=== O que se pede ===
Reproduza, sem qualquer alteração, o trecho do excerto sobre riscos climáticos nas culturas que começa em "Ora é aqui que" e termina em "simplificada, esta lacuna.".

=== Excerto apresentado ===
_ _ _

Estes estudos prévios incluem, entre outros aspetos, os seguintes:
– rigorosa definição do risco, baseada na interligação entre a ocorrência do fenómeno climático e os efeitos provocados na cultura;
-análise de dados estatísticos relativos à frequência e intensidade com que ocorre o fenómeno climático (dados meteorológicos, produções), abrangendo uma série de anos, o mais longa possível (o que regra geral, implica um grande volume de dados a tratar).
Ora é aqui que as limitações começam, na medida em que, na maior parte dos casos, faltam dados para se realizarem estes estudos, que indiquem o comportamento das culturas face à ocorrência de determinados fenómenos, ou seja que permitam perceber a relação causa efeito.
Atendendo à circunstância de, há muitos anos, ter sido abandonada a experimentação agrícola que era feita pelo ministério da agricultura (designadamente a partir das estações agrárias), e que poderia fornecer a informação relevante para a elaboração deste tipo de estudos, justifica-se, no meu entender, que, quanto antes, se encontrem as soluções, que permitam colmatar, numa forma relativamente simplificada, esta lacuna.

_ _ _

=== Informação fornecida ===
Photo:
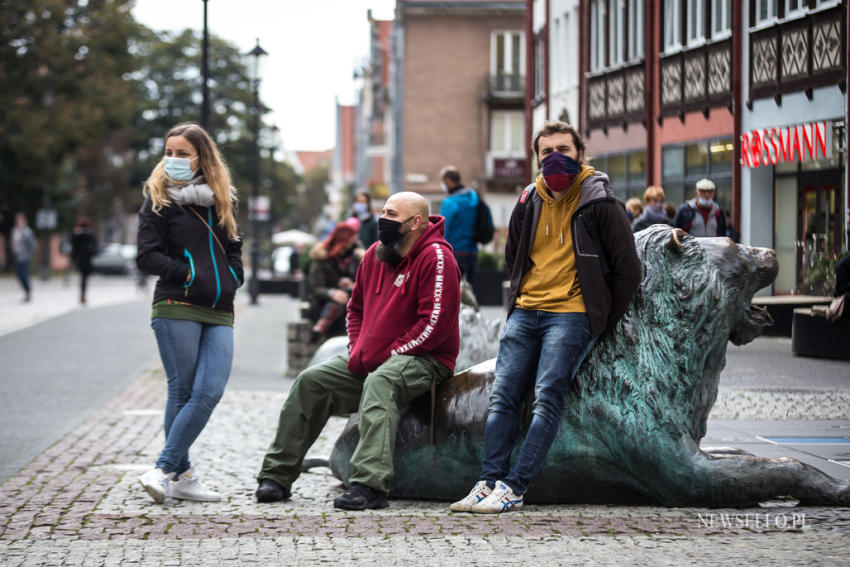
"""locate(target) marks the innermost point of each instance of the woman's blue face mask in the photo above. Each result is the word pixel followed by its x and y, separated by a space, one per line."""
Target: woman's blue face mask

_ _ _

=== Resultado do exercício ===
Ora é aqui que as limitações começam, na medida em que, na maior parte dos casos, faltam dados para se realizarem estes estudos, que indiquem o comportamento das culturas face à ocorrência de determinados fenómenos, ou seja que permitam perceber a relação causa efeito.
Atendendo à circunstância de, há muitos anos, ter sido abandonada a experimentação agrícola que era feita pelo ministério da agricultura (designadamente a partir das estações agrárias), e que poderia fornecer a informação relevante para a elaboração deste tipo de estudos, justifica-se, no meu entender, que, quanto antes, se encontrem as soluções, que permitam colmatar, numa forma relativamente simplificada, esta lacuna.